Job: Omit the pictures, please, and give each record below again exactly.

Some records
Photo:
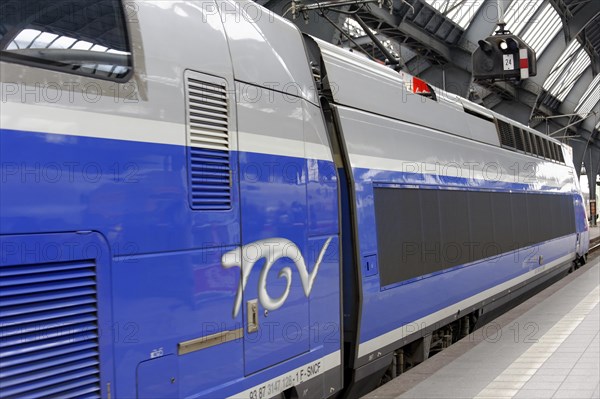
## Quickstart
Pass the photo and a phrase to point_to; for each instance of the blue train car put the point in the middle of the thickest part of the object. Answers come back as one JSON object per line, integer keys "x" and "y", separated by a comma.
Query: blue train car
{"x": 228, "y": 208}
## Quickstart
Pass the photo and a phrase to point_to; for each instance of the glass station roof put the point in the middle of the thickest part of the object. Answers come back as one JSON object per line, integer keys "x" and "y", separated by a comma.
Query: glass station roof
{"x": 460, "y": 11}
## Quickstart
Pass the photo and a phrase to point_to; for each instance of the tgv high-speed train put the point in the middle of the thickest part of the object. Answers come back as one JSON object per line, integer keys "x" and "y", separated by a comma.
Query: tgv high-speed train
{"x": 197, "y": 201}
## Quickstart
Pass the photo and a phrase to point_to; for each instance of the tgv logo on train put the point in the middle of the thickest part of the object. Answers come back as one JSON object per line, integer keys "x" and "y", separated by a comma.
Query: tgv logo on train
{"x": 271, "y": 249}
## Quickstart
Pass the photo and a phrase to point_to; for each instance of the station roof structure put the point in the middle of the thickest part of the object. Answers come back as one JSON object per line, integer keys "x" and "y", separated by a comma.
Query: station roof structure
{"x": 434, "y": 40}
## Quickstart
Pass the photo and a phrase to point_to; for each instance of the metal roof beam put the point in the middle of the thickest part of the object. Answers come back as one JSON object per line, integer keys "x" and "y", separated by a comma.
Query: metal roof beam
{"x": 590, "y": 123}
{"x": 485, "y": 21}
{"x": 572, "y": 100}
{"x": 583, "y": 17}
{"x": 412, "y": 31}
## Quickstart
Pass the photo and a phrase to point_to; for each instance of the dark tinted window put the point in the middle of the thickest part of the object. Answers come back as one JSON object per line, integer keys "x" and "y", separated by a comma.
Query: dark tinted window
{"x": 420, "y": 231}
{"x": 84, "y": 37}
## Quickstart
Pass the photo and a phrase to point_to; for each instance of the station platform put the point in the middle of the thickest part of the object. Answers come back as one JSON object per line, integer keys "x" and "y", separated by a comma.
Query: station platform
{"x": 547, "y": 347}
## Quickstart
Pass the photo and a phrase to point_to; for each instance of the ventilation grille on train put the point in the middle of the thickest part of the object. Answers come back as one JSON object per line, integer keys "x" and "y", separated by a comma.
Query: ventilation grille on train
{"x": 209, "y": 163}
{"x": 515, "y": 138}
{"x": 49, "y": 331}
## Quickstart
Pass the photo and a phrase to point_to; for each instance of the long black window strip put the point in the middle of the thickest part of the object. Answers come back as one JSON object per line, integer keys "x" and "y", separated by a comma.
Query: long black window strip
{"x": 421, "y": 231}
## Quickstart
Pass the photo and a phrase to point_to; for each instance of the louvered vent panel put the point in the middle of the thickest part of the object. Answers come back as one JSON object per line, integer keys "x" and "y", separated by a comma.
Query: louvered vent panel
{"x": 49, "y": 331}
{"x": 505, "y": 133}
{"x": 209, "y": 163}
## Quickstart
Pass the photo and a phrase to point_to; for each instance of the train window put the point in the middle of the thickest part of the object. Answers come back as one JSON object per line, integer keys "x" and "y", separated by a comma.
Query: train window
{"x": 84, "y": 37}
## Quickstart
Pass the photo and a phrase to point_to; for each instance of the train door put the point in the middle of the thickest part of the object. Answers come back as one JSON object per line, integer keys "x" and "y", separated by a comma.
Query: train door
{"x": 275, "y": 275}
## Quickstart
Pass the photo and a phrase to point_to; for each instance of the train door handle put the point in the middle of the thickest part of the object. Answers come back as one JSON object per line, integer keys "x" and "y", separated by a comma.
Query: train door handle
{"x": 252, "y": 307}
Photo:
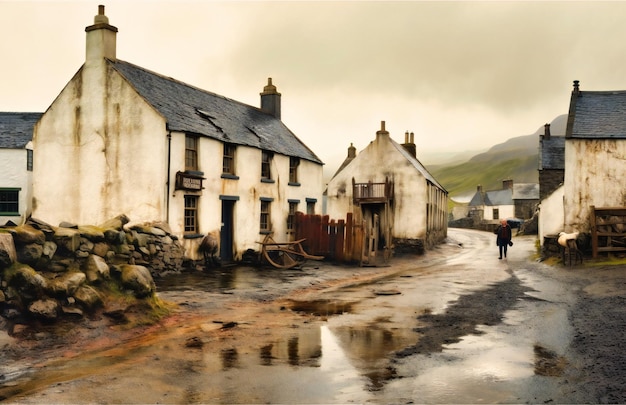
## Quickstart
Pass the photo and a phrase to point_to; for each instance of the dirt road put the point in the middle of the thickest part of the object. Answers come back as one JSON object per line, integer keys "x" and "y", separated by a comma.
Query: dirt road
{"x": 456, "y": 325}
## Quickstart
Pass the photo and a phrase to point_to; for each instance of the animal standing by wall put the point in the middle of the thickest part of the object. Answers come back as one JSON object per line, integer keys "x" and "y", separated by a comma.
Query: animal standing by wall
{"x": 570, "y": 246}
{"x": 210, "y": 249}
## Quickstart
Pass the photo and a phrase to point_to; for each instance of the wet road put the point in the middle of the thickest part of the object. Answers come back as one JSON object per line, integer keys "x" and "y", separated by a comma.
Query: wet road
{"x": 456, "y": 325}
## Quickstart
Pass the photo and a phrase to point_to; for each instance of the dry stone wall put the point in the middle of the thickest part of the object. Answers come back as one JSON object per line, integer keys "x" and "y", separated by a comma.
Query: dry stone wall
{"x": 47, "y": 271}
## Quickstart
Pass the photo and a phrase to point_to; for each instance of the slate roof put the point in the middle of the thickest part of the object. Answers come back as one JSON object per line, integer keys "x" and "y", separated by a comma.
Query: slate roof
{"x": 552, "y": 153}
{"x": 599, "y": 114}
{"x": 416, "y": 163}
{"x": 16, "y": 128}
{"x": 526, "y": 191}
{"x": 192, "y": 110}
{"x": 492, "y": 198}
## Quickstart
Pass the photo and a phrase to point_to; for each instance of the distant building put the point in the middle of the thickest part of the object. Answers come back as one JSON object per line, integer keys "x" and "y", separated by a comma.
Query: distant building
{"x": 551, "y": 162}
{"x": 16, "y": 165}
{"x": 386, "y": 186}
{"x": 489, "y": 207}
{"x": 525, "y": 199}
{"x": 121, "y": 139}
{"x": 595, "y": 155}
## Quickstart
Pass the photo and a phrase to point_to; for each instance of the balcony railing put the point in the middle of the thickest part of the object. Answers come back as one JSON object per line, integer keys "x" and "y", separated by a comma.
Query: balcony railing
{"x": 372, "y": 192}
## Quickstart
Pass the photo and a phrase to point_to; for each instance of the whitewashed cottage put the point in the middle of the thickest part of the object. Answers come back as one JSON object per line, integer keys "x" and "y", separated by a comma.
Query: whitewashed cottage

Right answer:
Photo:
## Quickstart
Pass the photo and a phrase to point_to; for each instance of the blue train car put the point in the middle of the thickest part of the object. Answers come back as one JSON object per line, integer keys "x" and "y", separated by a comma.
Query: blue train car
{"x": 228, "y": 208}
## Quickstart
Pass the photo and a phrase to point_to; for each instance of the glass station roof put the point in the middle of the thickest part of the object. Answers come back as one JSON object per line, integer keys "x" and "y", separated by a comma.
Query: glass station roof
{"x": 460, "y": 11}
## Quickstart
Pass the photo and a phrase to point_to; for each instance of the tgv high-speed train put the point in the middle of the thickest part of the object. Answers come back as one JSON object per line, integer keys "x" and "y", separated by a comma.
Query: tgv high-speed train
{"x": 197, "y": 201}
## Quickstart
Pass the photo and a phrase to point_to; for each instance of the tgv logo on train put the point in the middle of the thickest part of the object. Answers come back as one JSON object per line, integer keys "x" and "y", separated by a comma.
Query: tgv logo on train
{"x": 271, "y": 249}
## Quickstart
Pass the photo and a phrase to point_to; for each instance of the station roof structure put the point in the middle of the thickest part of the object. Answers come back as one JSON object per line, integer keys "x" and "y", separated by a comma.
Query: station roof structure
{"x": 434, "y": 40}
## Quickstart
Pass the photo and a phrase to point_to; for each instance of the metal roof beam put the point in the middle of the thickest part of the object. Answers come back as one JSON object per line, integer keys "x" and "y", separated by a comma.
Query: metal roof beam
{"x": 590, "y": 123}
{"x": 485, "y": 21}
{"x": 572, "y": 100}
{"x": 583, "y": 17}
{"x": 412, "y": 31}
## Quickstart
Pass the photo and a phrase to point_to; for each instance of the dark tinted window put the point in the middle of the thickest part of the object. Answers come back as one JSON object per line, integer keys "x" and "y", separated by a comma.
Query: dark tinted window
{"x": 420, "y": 231}
{"x": 84, "y": 37}
## Quickstart
Pass the photo and a phrase to point_to; for each instance of the station platform put the point in the middle of the thickest part of the object. Answers come back as one JSON object per line, integer keys "x" and "y", separated by a comma.
Query: station platform
{"x": 547, "y": 347}
## Quickstart
Pass the photo and a phrase to point_to; for each instance of the ventilation grille on train put the point in the middle of the thickest part of the object. Answers come back as one JSON object per line, integer keys "x" and "y", separated by a comma.
Query: ventilation grille on train
{"x": 209, "y": 163}
{"x": 515, "y": 138}
{"x": 49, "y": 331}
## Quickstart
Pass the photo and a phrase to point_to; for each instance of the long black window strip put the point in the middle of the thickest part of the object. Answers come back as one JSON object per line, integer keys "x" and "y", separated by a comma.
Query: long black window strip
{"x": 421, "y": 231}
## Quickstart
Pass the photo and a phrase to point_to; for each instance of the louvered vent panel put the point in the middle of the thickest part of the object. Answers come back as one JSON object per line, integer keys "x" and "y", separated by a comma.
Query: louvered vent panel
{"x": 49, "y": 331}
{"x": 505, "y": 133}
{"x": 209, "y": 163}
## Quickstart
Pass the photo and a phrase to point_to; for each instance of the train window put the point in the middle of the thickest part of the object. Answers come back as one JSON object per line, integer keys "x" and "y", separated by a comma.
Query: train window
{"x": 84, "y": 37}
## Quickstart
Pass the photo and a phrase to point_to; for each instance of the train door put the point in the middle of the thickest part of the object. Answers come back as one JSON object per line, integer keys "x" and "y", separated by a comma.
Query: train door
{"x": 275, "y": 275}
## Quickstart
Pass the photo and a phrase to point_to; for each instance of the train door handle put the point in the middle of the thickest part of the object. Answers come back as one JSON object per line, integer keys "x" and "y", separated by a comma.
Query: train door handle
{"x": 252, "y": 307}
Photo:
## Quickstart
Pass the photo and a phrase to point_to; for each instance of the dirt road put the point in the middle of the thickest part of the object. Answers come back as one JSON object per line, integer keys "x" and "y", separated by a comma.
Query: dirt road
{"x": 456, "y": 325}
## Quickstart
Pass the photo and a phrase to point_to; for each instance of the animal standing by wall put the point in the middle of the thickest part of the object. Answers come back as one JSON object per line, integer keys "x" and "y", separated by a comma.
Query: animal standing by wall
{"x": 570, "y": 246}
{"x": 210, "y": 249}
## Quickstart
Pass the photo and a phrase to point_to; for each instance of the wet road put the point in the middle of the thickest part of the object. Answers come back as one JSON object per line, integer keys "x" and "y", separated by a comma.
Query: wet road
{"x": 456, "y": 325}
## Quickstart
Pass the photo and a phrase to point_to; for each instance of the dry stone wall put the point in the middle of the thickest part of the object. Answers come back as one JSON object per line, integer keys "x" and "y", separated by a comma.
Query: dry stone wall
{"x": 47, "y": 271}
## Quickstart
Pass the photo and a phrase to point_to; for each instance of the slate roof put the point in the middle of the thickest part of the object. Answers come back as one JSON object per line, integer keys "x" and "y", separated by a comma.
Query: slate roof
{"x": 552, "y": 153}
{"x": 599, "y": 114}
{"x": 416, "y": 163}
{"x": 16, "y": 128}
{"x": 526, "y": 191}
{"x": 192, "y": 110}
{"x": 492, "y": 198}
## Quickstart
Pass the photo and a phrase to point_to; for each instance of the distant building put the point in the middle of the thickest part of the object. Answers come back as one JSON object per line, integer keys "x" and "y", separated by a comma.
Query: distant building
{"x": 551, "y": 162}
{"x": 16, "y": 165}
{"x": 386, "y": 186}
{"x": 489, "y": 207}
{"x": 525, "y": 199}
{"x": 121, "y": 139}
{"x": 595, "y": 155}
## Quickstart
Pass the photo and a phrase to point_to; for each instance of the balcony railing put the point in the middle of the thickest part of the object. Answers come back as one JSON object per line, integer keys "x" and "y", separated by a comma.
Query: balcony railing
{"x": 372, "y": 192}
## Quickstart
Pass the photo and a phrase to point_to; for each instance of the whitewashed cottage put the point in the middle of the thickest part of the object. Answers come back as one JSON object per line, integer keys "x" and "y", separated by a comma.
Query: whitewashed cottage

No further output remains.